TASKS:
1. Extract the stretch from "I think we could" through "which leads to..." in the ISSUE-4 email thread, copying it word for word.
2. According to the ISSUE-4 email thread, what was Roy's mission?

DOCUMENT SEGMENT:
»»

Re: ISSUE-4 and clarity regarding browser defaults

I think we could rat-hole badly on trying to decide every case of whether a tool is intended expressly to provide privacy, or is general-purpose.  I think we should just write as clear a rule as we can, and walk away, and let public opinion, criticism, action on the part of servers, etc., clarify for us.


On Jun 19, 2012, at 9:42 , Lee Tien wrote:

> Hi Matthias,
> 
> I don't think we reached agreement on antivirus, at least according to Aleecia's summary:
> 
>> 	Implication B: AVG, as an anti-virus package and much more, may or may not count as a users' expression of privacy. We are still discussing this which leads to...
>> 
>> (2) Today we did not agree what threshold "counts" for a user expressing a privacy preference while selecting a user agent. We heard a variety of views and thresholds proposed. The conversation ended with:
>> 	Action item on Ian to write text with his proposal (action-212)
>> 	Action item on Justin to write text with his proposal (action-211)
> 
> thanks,
> Lee
> 
> On Jun 17, 2012, at 10:45 AM, Matthias Schunter wrote:
> 
>> Hi Rigo,
>> 
>> 
>> after being underwater while changing jobs, I finally read the current spec.
>> 
>> I have finally read the spec and I believe that
>> a) Our agreement (ISSUE-4) is correctly reflected in the spec albeit
>> the current language could benefit
>>     from further editorial improvements to enhance clarity.
>> b) That the well-known URI / response headers need discussion and
>> improvements and that this discussion is not yet over.
>>    Roy had the mission to merge response headers into his proposal
>> (what he did) and the result needs more polishing.

««

DATA TO EXAMINE:
»»

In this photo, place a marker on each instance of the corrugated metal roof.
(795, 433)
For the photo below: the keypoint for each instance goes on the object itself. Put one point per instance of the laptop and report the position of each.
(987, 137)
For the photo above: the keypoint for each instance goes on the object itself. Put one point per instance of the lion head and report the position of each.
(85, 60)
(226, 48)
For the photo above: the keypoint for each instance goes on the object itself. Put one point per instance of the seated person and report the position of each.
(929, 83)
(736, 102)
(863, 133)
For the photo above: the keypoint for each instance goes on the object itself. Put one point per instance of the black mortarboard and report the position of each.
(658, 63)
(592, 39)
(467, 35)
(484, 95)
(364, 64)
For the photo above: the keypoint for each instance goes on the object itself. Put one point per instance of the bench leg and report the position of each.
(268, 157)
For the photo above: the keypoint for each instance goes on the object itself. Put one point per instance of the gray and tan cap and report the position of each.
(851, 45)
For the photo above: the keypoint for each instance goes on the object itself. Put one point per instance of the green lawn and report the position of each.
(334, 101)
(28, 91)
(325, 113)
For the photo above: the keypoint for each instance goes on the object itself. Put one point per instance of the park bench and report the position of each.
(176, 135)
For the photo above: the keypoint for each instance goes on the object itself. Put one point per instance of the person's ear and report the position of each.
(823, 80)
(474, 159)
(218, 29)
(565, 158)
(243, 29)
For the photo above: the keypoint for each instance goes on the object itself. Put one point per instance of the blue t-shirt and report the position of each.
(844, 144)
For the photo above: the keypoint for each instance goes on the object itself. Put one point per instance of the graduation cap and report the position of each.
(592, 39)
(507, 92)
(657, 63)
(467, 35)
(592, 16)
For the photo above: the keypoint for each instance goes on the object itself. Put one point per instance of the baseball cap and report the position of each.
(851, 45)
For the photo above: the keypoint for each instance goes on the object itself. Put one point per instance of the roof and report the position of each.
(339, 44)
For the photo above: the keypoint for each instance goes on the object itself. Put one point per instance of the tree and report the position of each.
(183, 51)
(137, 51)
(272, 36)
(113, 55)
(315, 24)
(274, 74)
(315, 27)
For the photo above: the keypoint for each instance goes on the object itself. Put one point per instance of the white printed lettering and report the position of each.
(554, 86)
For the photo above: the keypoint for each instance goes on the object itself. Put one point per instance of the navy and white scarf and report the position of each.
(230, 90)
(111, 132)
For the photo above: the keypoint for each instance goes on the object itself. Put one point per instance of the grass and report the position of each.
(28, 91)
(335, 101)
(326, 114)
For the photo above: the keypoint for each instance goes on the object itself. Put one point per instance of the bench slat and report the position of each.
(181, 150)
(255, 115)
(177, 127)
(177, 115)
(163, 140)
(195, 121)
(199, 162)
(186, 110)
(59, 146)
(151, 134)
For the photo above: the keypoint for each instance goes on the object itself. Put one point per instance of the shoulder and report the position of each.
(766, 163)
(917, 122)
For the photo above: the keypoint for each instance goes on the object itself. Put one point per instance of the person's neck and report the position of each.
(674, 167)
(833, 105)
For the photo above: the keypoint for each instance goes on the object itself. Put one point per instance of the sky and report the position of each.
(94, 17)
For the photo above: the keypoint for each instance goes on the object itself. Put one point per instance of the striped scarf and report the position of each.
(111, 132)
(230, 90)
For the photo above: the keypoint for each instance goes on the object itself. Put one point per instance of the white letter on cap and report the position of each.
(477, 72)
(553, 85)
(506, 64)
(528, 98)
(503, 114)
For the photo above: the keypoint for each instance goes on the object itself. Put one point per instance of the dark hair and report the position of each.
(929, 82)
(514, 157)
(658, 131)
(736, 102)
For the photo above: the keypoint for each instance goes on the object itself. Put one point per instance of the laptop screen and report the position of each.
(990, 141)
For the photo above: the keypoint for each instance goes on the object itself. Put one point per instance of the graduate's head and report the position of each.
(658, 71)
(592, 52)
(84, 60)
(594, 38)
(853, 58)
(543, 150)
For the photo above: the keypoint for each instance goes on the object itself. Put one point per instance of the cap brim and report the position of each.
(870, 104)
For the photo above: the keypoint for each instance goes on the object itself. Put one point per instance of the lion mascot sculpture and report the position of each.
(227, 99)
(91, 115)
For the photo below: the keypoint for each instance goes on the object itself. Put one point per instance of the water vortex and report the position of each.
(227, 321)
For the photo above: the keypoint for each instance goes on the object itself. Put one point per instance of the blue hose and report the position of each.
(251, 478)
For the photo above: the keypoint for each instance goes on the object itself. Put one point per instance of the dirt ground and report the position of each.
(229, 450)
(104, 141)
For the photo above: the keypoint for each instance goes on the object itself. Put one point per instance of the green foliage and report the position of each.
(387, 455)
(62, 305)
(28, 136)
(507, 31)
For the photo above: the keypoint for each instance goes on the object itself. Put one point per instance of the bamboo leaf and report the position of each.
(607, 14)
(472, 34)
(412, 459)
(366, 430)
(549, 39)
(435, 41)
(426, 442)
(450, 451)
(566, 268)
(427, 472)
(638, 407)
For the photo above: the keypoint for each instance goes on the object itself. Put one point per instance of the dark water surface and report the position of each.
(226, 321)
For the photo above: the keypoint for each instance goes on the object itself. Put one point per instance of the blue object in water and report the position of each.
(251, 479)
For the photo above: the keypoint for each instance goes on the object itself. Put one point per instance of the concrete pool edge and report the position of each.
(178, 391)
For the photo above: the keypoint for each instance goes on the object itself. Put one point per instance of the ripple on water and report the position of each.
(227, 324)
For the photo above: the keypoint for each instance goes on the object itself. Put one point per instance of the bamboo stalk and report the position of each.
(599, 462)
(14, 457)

««

SOLUTIONS FOR EACH TASK:
1.
I think we could rat-hole badly on trying to decide every case of whether a tool is intended expressly to provide privacy, or is general-purpose.  I think we should just write as clear a rule as we can, and walk away, and let public opinion, criticism, action on the part of servers, etc., clarify for us.


On Jun 19, 2012, at 9:42 , Lee Tien wrote:

> Hi Matthias,
> 
> I don't think we reached agreement on antivirus, at least according to Aleecia's summary:
> 
>> 	Implication B: AVG, as an anti-virus package and much more, may or may not count as a users' expression of privacy. We are still discussing this which leads to...

2. To merge response headers into his proposal.